== Отрывок из источника
«Возможно, людям будут платить за то, чтобы они вообще хоть что-нибудь хотели»
Медиахудожник Вадим Эпштейн о генеративном искусстве, нейросетях, человеческих желаниях как ценной валюте и синтетических медиа будущего

Вадим Эпштейн мог стать физиком-теоретиком, но искусство как метод познания мира оказалось привлекательней науки. Генеративным искусством он занялся около 15 лет назад — задолго до того, как сам этот термин стал массово популярным. Reminder публикует большое интервью с Эпштейном об искусстве и его восприятии людьми, о нейросетях, метавселенных, человеческих желаниях людей как ценной валюте будущего и о синтетических медиа, которые не будут иметь абсолютно никакой связи с реальностью.
«Чистая математика — это круто, но как-то недостаточно»
— Когда мы обсуждали интервью, вы предложили на старте договориться о том, что есть искусство и что есть творчество.
— Само слово искусство применяют в двух не очень связанных областях и смыслах. Первый смысл — как некий путь, установка, метод жизни, познания, творчества. Второй — как социальный конструкт. Одно применение — внутри человека, второе — вне человека, в окружающем мире, всякие галереи, институции и так далее.
Второе — четко оформленные формальные конструкты. Если человек, компания, контора подпадают под определенные признанные занятия и выполняют их в признанном формате — выставляются в галереях, участвуют в конкурсах, фестивалях, в чисто административной движухе, в социальном мире автоматически считается, что вот это — искусство. Остальное считается чем угодно, но не искусством. Об этом внешнем направлении говорить бессмысленно, это просто деталь капитализма, условно говоря.
====
- Поставленная задача:
Напечатайте без изменений фрагмент интервью о генеративном искусстве от «Медиахудожник Вадим Эпштейн» до «что есть творчество.».
== Набор строк
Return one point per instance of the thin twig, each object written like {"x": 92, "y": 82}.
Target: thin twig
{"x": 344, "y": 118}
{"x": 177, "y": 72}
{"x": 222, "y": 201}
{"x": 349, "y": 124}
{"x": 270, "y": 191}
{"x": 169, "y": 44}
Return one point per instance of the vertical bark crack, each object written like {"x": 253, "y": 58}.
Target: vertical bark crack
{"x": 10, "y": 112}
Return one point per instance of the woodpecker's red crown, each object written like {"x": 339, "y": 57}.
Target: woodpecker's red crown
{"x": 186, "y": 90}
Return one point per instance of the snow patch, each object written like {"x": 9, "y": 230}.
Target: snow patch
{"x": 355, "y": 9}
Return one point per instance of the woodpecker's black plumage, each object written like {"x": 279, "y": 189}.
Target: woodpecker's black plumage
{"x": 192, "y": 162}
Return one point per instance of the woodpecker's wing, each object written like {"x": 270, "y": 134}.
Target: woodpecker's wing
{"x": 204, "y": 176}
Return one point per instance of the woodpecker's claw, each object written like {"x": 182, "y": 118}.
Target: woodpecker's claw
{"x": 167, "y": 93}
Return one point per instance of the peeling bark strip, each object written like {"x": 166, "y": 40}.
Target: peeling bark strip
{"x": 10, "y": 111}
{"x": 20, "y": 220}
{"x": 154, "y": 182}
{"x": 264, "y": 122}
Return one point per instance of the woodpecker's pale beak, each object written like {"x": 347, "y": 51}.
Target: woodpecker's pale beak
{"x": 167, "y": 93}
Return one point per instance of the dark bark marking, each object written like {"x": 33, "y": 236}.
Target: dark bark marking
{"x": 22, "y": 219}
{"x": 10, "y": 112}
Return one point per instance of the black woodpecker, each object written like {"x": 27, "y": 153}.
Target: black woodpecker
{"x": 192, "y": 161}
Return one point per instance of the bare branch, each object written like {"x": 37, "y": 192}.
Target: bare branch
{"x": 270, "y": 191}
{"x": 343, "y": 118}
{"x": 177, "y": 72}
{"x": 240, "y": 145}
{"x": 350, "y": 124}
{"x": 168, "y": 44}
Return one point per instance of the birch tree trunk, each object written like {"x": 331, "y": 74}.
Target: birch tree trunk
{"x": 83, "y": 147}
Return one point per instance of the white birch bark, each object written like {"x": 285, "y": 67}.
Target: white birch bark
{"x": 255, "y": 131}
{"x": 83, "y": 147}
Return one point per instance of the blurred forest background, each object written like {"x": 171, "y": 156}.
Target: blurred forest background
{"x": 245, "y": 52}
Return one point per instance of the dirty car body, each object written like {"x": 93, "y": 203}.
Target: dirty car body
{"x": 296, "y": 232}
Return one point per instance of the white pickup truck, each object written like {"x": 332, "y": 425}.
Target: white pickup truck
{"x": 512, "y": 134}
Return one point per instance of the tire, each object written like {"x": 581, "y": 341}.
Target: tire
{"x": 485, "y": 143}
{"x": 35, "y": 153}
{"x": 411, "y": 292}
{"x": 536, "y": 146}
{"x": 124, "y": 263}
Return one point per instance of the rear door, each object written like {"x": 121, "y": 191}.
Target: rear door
====
- Ответ на задачу:
Медиахудожник Вадим Эпштейн о генеративном искусстве, нейросетях, человеческих желаниях как ценной валюте и синтетических медиа будущего

Вадим Эпштейн мог стать физиком-теоретиком, но искусство как метод познания мира оказалось привлекательней науки. Генеративным искусством он занялся около 15 лет назад — задолго до того, как сам этот термин стал массово популярным. Reminder публикует большое интервью с Эпштейном об искусстве и его восприятии людьми, о нейросетях, метавселенных, человеческих желаниях людей как ценной валюте будущего и о синтетических медиа, которые не будут иметь абсолютно никакой связи с реальностью.
«Чистая математика — это круто, но как-то недостаточно»
— Когда мы обсуждали интервью, вы предложили на старте договориться о том, что есть искусство и что есть творчество.